■ **Coordinate annotation entries**:
——————————

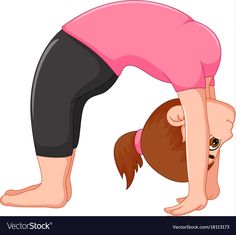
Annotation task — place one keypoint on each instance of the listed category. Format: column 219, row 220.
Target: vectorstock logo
column 29, row 226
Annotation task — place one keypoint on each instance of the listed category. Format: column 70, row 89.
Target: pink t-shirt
column 160, row 40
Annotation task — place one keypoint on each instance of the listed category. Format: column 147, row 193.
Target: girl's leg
column 32, row 187
column 52, row 190
column 68, row 75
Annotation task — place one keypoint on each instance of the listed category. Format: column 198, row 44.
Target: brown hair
column 161, row 145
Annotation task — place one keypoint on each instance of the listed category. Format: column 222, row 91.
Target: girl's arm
column 197, row 149
column 212, row 186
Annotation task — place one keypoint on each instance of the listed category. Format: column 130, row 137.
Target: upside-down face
column 163, row 137
column 221, row 117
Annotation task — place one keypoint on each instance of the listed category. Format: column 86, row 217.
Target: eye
column 214, row 143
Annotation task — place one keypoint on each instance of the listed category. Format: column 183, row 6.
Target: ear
column 175, row 116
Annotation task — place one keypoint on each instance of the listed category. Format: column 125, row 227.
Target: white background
column 26, row 28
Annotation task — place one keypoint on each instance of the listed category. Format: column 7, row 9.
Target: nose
column 211, row 156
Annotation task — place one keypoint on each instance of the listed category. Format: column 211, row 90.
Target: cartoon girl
column 162, row 143
column 85, row 59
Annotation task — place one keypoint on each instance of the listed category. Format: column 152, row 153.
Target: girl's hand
column 189, row 204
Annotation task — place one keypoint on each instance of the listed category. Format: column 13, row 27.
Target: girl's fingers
column 181, row 199
column 170, row 209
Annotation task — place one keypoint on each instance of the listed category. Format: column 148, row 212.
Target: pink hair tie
column 137, row 141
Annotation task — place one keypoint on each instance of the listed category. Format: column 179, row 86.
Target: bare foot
column 13, row 192
column 32, row 187
column 41, row 196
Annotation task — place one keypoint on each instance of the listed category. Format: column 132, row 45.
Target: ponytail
column 127, row 157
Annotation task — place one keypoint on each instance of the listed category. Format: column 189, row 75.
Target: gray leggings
column 68, row 74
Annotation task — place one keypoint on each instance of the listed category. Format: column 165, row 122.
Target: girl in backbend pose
column 85, row 59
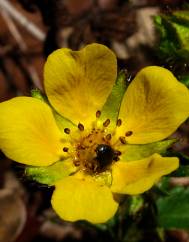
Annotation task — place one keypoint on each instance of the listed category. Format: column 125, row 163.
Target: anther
column 106, row 123
column 76, row 162
column 119, row 122
column 116, row 158
column 122, row 139
column 108, row 136
column 98, row 113
column 117, row 152
column 81, row 127
column 66, row 130
column 65, row 149
column 128, row 133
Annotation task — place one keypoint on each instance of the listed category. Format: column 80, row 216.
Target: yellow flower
column 87, row 144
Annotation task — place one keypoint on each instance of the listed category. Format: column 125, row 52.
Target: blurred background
column 29, row 31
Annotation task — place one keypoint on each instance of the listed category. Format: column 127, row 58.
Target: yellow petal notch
column 78, row 83
column 83, row 199
column 28, row 132
column 136, row 177
column 154, row 106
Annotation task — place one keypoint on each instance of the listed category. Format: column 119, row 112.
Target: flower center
column 104, row 155
column 95, row 150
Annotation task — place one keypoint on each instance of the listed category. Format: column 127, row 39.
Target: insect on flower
column 93, row 136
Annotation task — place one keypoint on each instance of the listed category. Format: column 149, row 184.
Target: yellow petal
column 83, row 199
column 28, row 132
column 136, row 177
column 154, row 106
column 51, row 174
column 78, row 83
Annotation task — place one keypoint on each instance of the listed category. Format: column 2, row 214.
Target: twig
column 23, row 47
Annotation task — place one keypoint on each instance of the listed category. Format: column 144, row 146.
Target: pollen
column 67, row 131
column 128, row 133
column 122, row 140
column 106, row 123
column 65, row 149
column 81, row 127
column 119, row 122
column 108, row 136
column 98, row 113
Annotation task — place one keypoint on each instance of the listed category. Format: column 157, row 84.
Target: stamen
column 128, row 133
column 117, row 152
column 66, row 130
column 76, row 162
column 108, row 136
column 122, row 139
column 116, row 158
column 106, row 123
column 119, row 122
column 81, row 127
column 65, row 149
column 98, row 113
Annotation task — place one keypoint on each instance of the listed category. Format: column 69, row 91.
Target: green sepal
column 174, row 39
column 184, row 79
column 50, row 174
column 173, row 209
column 182, row 171
column 110, row 110
column 137, row 152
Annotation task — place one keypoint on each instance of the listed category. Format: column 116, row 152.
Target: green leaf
column 137, row 152
column 50, row 174
column 111, row 108
column 184, row 79
column 182, row 171
column 173, row 210
column 61, row 122
column 174, row 38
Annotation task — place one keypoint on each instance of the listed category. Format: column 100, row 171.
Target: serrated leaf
column 111, row 108
column 173, row 210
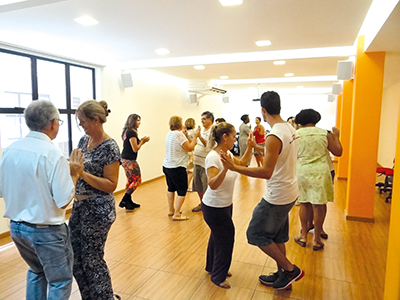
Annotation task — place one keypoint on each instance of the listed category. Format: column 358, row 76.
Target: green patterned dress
column 313, row 173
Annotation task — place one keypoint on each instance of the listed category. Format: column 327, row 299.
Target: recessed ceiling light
column 162, row 51
column 5, row 2
column 263, row 43
column 86, row 20
column 230, row 2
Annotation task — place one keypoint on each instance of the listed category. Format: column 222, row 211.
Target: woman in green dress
column 314, row 175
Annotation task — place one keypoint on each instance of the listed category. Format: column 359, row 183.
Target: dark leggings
column 220, row 244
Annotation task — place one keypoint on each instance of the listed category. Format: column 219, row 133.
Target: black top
column 127, row 151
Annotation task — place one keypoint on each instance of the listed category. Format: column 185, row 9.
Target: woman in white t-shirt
column 175, row 163
column 217, row 202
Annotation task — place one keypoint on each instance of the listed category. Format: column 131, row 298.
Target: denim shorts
column 269, row 224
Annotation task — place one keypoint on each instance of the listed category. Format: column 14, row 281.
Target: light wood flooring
column 152, row 257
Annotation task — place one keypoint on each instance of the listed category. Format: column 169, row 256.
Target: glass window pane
column 77, row 131
column 12, row 128
column 61, row 139
column 15, row 81
column 81, row 86
column 51, row 82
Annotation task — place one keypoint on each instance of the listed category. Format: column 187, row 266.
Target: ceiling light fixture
column 332, row 78
column 241, row 57
column 162, row 51
column 5, row 2
column 230, row 2
column 86, row 20
column 263, row 43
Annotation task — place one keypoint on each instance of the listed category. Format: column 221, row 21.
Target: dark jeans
column 220, row 244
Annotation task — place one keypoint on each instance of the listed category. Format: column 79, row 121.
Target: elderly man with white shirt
column 36, row 184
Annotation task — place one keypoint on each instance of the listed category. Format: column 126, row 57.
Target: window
column 25, row 78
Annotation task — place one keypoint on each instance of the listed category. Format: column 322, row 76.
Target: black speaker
column 127, row 80
column 193, row 98
column 345, row 69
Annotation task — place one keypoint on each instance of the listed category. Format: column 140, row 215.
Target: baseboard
column 4, row 234
column 360, row 219
column 69, row 210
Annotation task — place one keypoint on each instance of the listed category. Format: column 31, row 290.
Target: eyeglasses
column 60, row 122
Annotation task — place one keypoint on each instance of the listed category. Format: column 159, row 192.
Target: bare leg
column 259, row 160
column 319, row 218
column 190, row 177
column 171, row 200
column 178, row 205
column 278, row 253
column 306, row 218
column 324, row 211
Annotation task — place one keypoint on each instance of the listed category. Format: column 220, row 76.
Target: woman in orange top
column 259, row 134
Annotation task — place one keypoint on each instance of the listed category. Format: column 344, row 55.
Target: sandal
column 224, row 285
column 318, row 246
column 301, row 241
column 180, row 218
column 229, row 274
column 309, row 229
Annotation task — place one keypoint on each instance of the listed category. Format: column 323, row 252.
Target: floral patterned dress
column 313, row 172
column 90, row 222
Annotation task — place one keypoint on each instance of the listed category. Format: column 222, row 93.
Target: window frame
column 35, row 95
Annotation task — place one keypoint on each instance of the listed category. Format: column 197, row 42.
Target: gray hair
column 39, row 114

——————————

■ **Instruction**:
Please format all of the lines above as a numbered list, skipping any blank lines and leaving out the pictures.

■ **Task answer**:
1. Annotation task — place one keypoint on each instance of the listed category. Format: column 219, row 220.
2. Target: vectorstock logo
3. column 29, row 226
4. Annotation task — place one keypoint on each instance of the listed category. Format: column 70, row 89.
5. Target: pink t-shirt
6. column 160, row 40
7. Annotation task — place one keypoint on each instance of the listed category. Format: column 147, row 193.
8. Target: girl's leg
9. column 32, row 187
10. column 52, row 190
11. column 68, row 75
12. Annotation task — place one keypoint on each instance of the listed category. Format: column 198, row 44.
13. Target: brown hair
14. column 161, row 145
15. Annotation task — place one keypoint on each instance of the listed category. Format: column 222, row 91.
16. Target: girl's arm
17. column 197, row 149
18. column 212, row 186
19. Annotation task — place one keypoint on each instance of the listed category. Format: column 130, row 137.
20. Target: upside-down face
21. column 163, row 137
22. column 221, row 117
23. Annotation task — place one keypoint on each instance of the listed category. Format: column 86, row 217.
24. Target: eye
25. column 214, row 143
26. Annotation task — place one keypoint on each instance of the listed category. Format: column 183, row 6.
27. Target: ear
28. column 175, row 116
29. Annotation task — place one keypoint on each instance of the listed category. Format: column 125, row 227.
30. Target: white background
31. column 26, row 28
32. Annotation task — place one keypoint on each instance of the listed category. Format: column 7, row 9.
33. Target: nose
34. column 211, row 156
35. Annotation task — place one keypoint on each instance of the listed category. Format: column 211, row 90.
36. Target: cartoon girl
37. column 162, row 143
38. column 85, row 59
39. Annotation task — place one keypoint on each instance of the listed category. Format: column 152, row 153.
40. Target: girl's hand
41. column 189, row 204
42. Annotation task — place one keypoint on each instance of the listed category. Format: column 13, row 27.
43. Target: girl's fingers
44. column 181, row 199
45. column 170, row 209
46. Annotation task — place one keypoint on each instance of the listed category. Format: column 148, row 212.
47. Target: pink hair tie
48. column 137, row 141
49. Annotation task — place one keypoint on each instance of the listed category. Format: column 179, row 86.
50. Target: bare foot
51. column 13, row 192
52. column 32, row 187
53. column 41, row 196
54. Annotation task — place one keypoint on each instance of the listed category. Format: column 132, row 45.
55. Target: ponytail
56. column 127, row 157
57. Annotation task — place one keypoint on each instance of the listed category. Format: column 189, row 75.
58. Target: gray leggings
59. column 68, row 74
60. Annotation task — place one keypoint on each instance of the listed category. Format: column 165, row 122.
61. Target: girl in backbend pose
62. column 85, row 59
63. Annotation task — place one keypoint on each instance of the listed category. Format: column 125, row 163.
64. Target: anther
65. column 106, row 123
66. column 76, row 162
67. column 119, row 122
68. column 116, row 158
69. column 122, row 139
70. column 108, row 136
71. column 98, row 113
72. column 117, row 152
73. column 81, row 127
74. column 66, row 130
75. column 65, row 149
76. column 128, row 133
77. Annotation task — place one keypoint on each instance of the listed category. Format: column 80, row 216.
78. Target: yellow flower
79. column 87, row 144
80. Annotation task — place one keypoint on each instance of the listed category. Format: column 125, row 52.
81. Target: blurred background
82. column 29, row 31
83. Annotation task — place one keypoint on each instance of the listed category. Format: column 127, row 58.
84. Target: yellow petal notch
85. column 78, row 83
86. column 83, row 199
87. column 28, row 132
88. column 136, row 177
89. column 154, row 106
90. Annotation task — place one keypoint on each instance of the listed category. Format: column 119, row 112.
91. Target: flower center
92. column 104, row 155
93. column 95, row 150
94. Annotation task — place one keypoint on each instance of the listed category. Format: column 127, row 39.
95. Target: insect on flower
96. column 93, row 136
97. Annotation task — place one keypoint on each instance of the listed category. Format: column 149, row 184.
98. Target: yellow petal
99. column 83, row 199
100. column 28, row 132
101. column 136, row 177
102. column 154, row 106
103. column 51, row 174
104. column 78, row 83
105. Annotation task — place one keypoint on each instance of the listed category. Format: column 2, row 214.
106. Target: twig
107. column 23, row 47
108. Annotation task — place one keypoint on each instance of the listed category. Format: column 144, row 146.
109. Target: pollen
110. column 67, row 131
111. column 128, row 133
112. column 122, row 140
113. column 106, row 123
114. column 65, row 149
115. column 81, row 127
116. column 119, row 122
117. column 108, row 136
118. column 98, row 113
119. Annotation task — place one keypoint on each instance of the listed category. Format: column 157, row 84.
120. Target: stamen
121. column 128, row 133
122. column 117, row 152
123. column 66, row 130
124. column 76, row 162
125. column 108, row 136
126. column 122, row 139
127. column 116, row 158
128. column 106, row 123
129. column 119, row 122
130. column 81, row 127
131. column 65, row 149
132. column 98, row 113
133. Annotation task — place one keypoint on each instance of the listed category. Format: column 69, row 91.
134. Target: green sepal
135. column 174, row 39
136. column 184, row 79
137. column 50, row 174
138. column 173, row 209
139. column 182, row 171
140. column 110, row 110
141. column 137, row 152
142. Annotation task — place one keypoint on each instance of the listed category. Format: column 116, row 152.
143. Target: green leaf
144. column 137, row 152
145. column 50, row 174
146. column 111, row 108
147. column 184, row 79
148. column 182, row 171
149. column 173, row 210
150. column 61, row 122
151. column 174, row 38
152. Annotation task — place one keypoint on each instance of the listed category. Format: column 100, row 171.
153. Target: serrated leaf
154. column 111, row 108
155. column 173, row 210
156. Annotation task — place one keypoint on each instance of the listed category. Format: column 358, row 76.
157. Target: green patterned dress
158. column 313, row 173
159. Annotation task — place one keypoint on each instance of the listed category. Format: column 327, row 299.
160. Target: recessed ceiling light
161. column 162, row 51
162. column 5, row 2
163. column 263, row 43
164. column 86, row 20
165. column 230, row 2
166. Annotation task — place one keypoint on each instance of the listed category. Format: column 222, row 211.
167. Target: woman in green dress
168. column 314, row 175
169. Annotation task — place one keypoint on each instance of the listed category. Format: column 359, row 183.
170. Target: dark leggings
171. column 220, row 244
172. Annotation task — place one keypoint on each instance of the listed category. Format: column 219, row 133.
173. Target: black top
174. column 127, row 151
175. Annotation task — place one keypoint on each instance of the listed category. Format: column 185, row 9.
176. Target: woman in white t-shirt
177. column 175, row 163
178. column 217, row 202
179. Annotation task — place one keypoint on each instance of the listed category. Format: column 131, row 298.
180. Target: denim shorts
181. column 269, row 224
182. Annotation task — place one keypoint on each instance of the listed category. Format: column 14, row 281.
183. Target: light wood flooring
184. column 152, row 257
185. Annotation task — place one keypoint on each instance of the listed category. Format: column 169, row 256.
186. Target: glass window pane
187. column 77, row 131
188. column 12, row 128
189. column 61, row 139
190. column 15, row 81
191. column 81, row 86
192. column 51, row 82
193. Annotation task — place one keypoint on each instance of the listed category. Format: column 187, row 266.
194. Target: ceiling light fixture
195. column 332, row 78
196. column 241, row 57
197. column 162, row 51
198. column 5, row 2
199. column 230, row 2
200. column 86, row 20
201. column 263, row 43
202. Annotation task — place one keypoint on each instance of the listed category. Format: column 221, row 21.
203. Target: dark jeans
204. column 220, row 244
205. Annotation task — place one keypoint on each instance of the listed category. Format: column 79, row 121.
206. Target: elderly man with white shirt
207. column 36, row 184
208. Annotation task — place one keypoint on each instance of the listed category. Format: column 126, row 57.
209. Target: window
210. column 25, row 78
211. Annotation task — place one keypoint on each instance of the listed category. Format: column 322, row 76.
212. Target: black speaker
213. column 127, row 80
214. column 193, row 98
215. column 345, row 69
216. Annotation task — place one keypoint on each instance of the listed category. Format: column 140, row 215.
217. Target: baseboard
218. column 4, row 234
219. column 360, row 219
220. column 69, row 210
221. Annotation task — place one keypoint on each instance of the listed category. Format: column 31, row 290.
222. Target: eyeglasses
223. column 60, row 122
224. Annotation task — place one keypoint on each instance of the listed category. Format: column 159, row 192.
225. Target: bare leg
226. column 259, row 160
227. column 319, row 218
228. column 190, row 177
229. column 171, row 200
230. column 178, row 205
231. column 278, row 253
232. column 306, row 218
233. column 324, row 211
234. Annotation task — place one keypoint on each instance of the listed category. Format: column 220, row 76.
235. Target: woman in orange top
236. column 259, row 134
237. Annotation task — place one keypoint on each instance of the listed category. Format: column 344, row 55.
238. Target: sandal
239. column 224, row 285
240. column 318, row 246
241. column 301, row 241
242. column 180, row 218
243. column 229, row 274
244. column 309, row 229
245. Annotation task — place one keypoint on each instance of the listed category. Format: column 323, row 252.
246. Target: floral patterned dress
247. column 313, row 172
248. column 90, row 222
249. Annotation task — place one keypoint on each instance of the listed category. Format: column 222, row 93.
250. Target: window frame
251. column 35, row 95
252. Annotation task — place one keypoint on each instance of the listed category. Format: column 197, row 42.
253. Target: gray hair
254. column 39, row 114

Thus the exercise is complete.